ACTIVITY A: Using the extract about Carrie Ashton Johnson, decide whether each statement agrees with it: (i) She was born in Rockford, Illinois. (ii) Her father was a dry goods merchant. (iii) She was affiliated with the Illinois Woman's Press Association for five decades. For each, answer yes or no and quote the deciding words.
ACTIVITY B: Translate this sentence from the extract about Carrie Ashton Johnson into Spanish: "When she was fifteen years old, her parents moved to Rockford, where she attended the high school and private schools for several years."
ACTIVITY C: Write what comes next in the extract about Carrie Ashton Johnson, picking up right after its final line.

EXTRACT:
Segment Open
American suffragist, editor, and author

Carrie Ashton Johnson (Ashton; August 24, 1863 – March 3, 1949) was an American suffragist, editor, and author. Through her writing, she was involved in the suffrage and temperance movements of the day. Johnson was affiliated with the Illinois Woman's Press Association for five decades. She was also a co-founder of the Children's Home of Rockford, Illinois.

==Early life and education==
Carrie May Ashton was born in Durand, Illinois, August 24, 1863. Her parents were Andrew, a dry goods merchant, and Mary A. Ashton. She had a sister, Bertha, and a brother, Willard.

When she was fifteen years old, her parents moved to Rockford, where she attended the high school and private schools for several years. Then she took a course in the business college and was graduated there.

==Career==

"Do I want full franchise? Most assuredly, yes. Why do I want it?

First — Because I believe it is right and just for women to have it.

Second — Because woman's influence is needed to purify the body politic.
Segment Closed
Dataset items:
Segment Open
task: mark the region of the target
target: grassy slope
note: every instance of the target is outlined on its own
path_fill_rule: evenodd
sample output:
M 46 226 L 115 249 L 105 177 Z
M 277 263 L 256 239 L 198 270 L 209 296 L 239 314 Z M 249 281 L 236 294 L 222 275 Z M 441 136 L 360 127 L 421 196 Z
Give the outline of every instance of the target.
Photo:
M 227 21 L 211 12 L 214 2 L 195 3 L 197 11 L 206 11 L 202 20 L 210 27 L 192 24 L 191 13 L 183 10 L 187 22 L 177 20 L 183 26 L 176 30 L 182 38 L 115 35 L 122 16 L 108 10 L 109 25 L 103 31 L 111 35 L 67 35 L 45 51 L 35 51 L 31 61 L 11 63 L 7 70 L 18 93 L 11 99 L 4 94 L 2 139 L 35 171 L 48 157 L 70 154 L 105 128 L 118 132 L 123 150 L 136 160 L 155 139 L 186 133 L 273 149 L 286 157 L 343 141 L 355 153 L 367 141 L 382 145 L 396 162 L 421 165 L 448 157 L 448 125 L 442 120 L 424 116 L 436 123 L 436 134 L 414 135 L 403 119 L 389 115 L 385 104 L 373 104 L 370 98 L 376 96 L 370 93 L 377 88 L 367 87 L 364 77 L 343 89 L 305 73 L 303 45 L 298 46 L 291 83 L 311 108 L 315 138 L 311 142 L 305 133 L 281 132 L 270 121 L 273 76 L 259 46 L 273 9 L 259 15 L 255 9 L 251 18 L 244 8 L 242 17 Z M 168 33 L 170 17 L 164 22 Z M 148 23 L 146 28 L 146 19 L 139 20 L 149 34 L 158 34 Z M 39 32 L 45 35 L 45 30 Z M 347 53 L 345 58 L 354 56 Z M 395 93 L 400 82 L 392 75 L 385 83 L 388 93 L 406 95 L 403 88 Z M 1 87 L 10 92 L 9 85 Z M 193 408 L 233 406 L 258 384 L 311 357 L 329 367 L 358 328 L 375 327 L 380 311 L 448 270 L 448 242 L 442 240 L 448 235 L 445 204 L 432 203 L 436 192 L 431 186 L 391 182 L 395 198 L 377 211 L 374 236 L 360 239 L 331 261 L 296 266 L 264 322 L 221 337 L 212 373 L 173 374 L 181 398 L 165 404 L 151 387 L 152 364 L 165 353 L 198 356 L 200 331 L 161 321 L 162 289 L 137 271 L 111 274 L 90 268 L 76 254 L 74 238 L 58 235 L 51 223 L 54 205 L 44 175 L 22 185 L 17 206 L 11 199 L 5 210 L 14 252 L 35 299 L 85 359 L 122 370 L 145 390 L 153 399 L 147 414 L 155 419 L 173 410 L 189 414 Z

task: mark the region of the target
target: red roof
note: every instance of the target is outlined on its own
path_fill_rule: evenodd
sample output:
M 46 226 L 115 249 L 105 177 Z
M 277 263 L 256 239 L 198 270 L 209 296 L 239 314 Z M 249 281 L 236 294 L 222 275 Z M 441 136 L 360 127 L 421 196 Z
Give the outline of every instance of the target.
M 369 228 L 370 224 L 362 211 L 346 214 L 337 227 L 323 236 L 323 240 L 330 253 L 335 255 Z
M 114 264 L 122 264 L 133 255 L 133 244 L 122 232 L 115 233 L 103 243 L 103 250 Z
Segment Closed
Segment Open
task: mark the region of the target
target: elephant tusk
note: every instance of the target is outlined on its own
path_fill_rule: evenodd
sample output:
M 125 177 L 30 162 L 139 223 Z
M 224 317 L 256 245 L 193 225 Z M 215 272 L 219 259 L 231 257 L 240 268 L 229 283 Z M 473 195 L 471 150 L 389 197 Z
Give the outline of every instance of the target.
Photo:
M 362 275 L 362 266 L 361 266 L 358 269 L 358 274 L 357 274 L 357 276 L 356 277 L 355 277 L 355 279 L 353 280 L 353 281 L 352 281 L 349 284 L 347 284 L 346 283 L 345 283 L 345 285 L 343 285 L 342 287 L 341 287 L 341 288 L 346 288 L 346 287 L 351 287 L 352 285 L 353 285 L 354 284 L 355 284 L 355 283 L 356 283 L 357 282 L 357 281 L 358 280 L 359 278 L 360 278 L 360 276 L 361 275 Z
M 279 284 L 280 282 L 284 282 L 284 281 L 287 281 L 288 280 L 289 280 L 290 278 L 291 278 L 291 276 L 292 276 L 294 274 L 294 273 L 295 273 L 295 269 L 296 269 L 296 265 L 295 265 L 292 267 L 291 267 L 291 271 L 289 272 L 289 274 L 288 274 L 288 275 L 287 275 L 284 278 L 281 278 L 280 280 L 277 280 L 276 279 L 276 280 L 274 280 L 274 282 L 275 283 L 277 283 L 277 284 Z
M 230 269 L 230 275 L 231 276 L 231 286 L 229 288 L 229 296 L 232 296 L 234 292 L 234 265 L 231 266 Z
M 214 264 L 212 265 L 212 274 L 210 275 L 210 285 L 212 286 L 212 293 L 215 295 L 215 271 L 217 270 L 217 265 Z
Segment Closed
OUTPUT A:
(i) No: "Carrie May Ashton was born in Durand, Illinois, August 24, 1863."
(ii) Yes: "Her parents were Andrew, a dry goods merchant, and Mary A. Ashton."
(iii) Yes: "Johnson was affiliated with the Illinois Woman's Press Association for five decades."

OUTPUT B: Cuando ella tenía quince años, sus padres se mudaron a Rockford, donde asistió a la escuela secundaria y a escuelas privadas durante varios años.

OUTPUT C:
Third — When women have a voice in making the law, we will have better and more just laws on the statute books.

Fourth – When women are given the ballot, there will be equal pay for equal work."

–C. A. Johnson, 1895

She was an active member of the Young Woman's Christian Temperance Union (WCTU) and of the Equal Suffrage Association. She served as State secretary of the Illinois Equal Suffrage Association in the early 1890s. In 1889, she published Glimpses of Sunshine, a volume of sketches and quotations on suffrage work and workers. She was a contributor to the Cottage Hearth, the Housewife, Table Talk, the Ladies' Home Companion, the Household, the Housekeeper, the Modern Priscilla, Godey's Magazine, Home Magazine, the Decorator and Furnisher, Interior Decorator, and other journals. She wrote mainly on domestic topics, interior decorations, suffrage and temperance subjects.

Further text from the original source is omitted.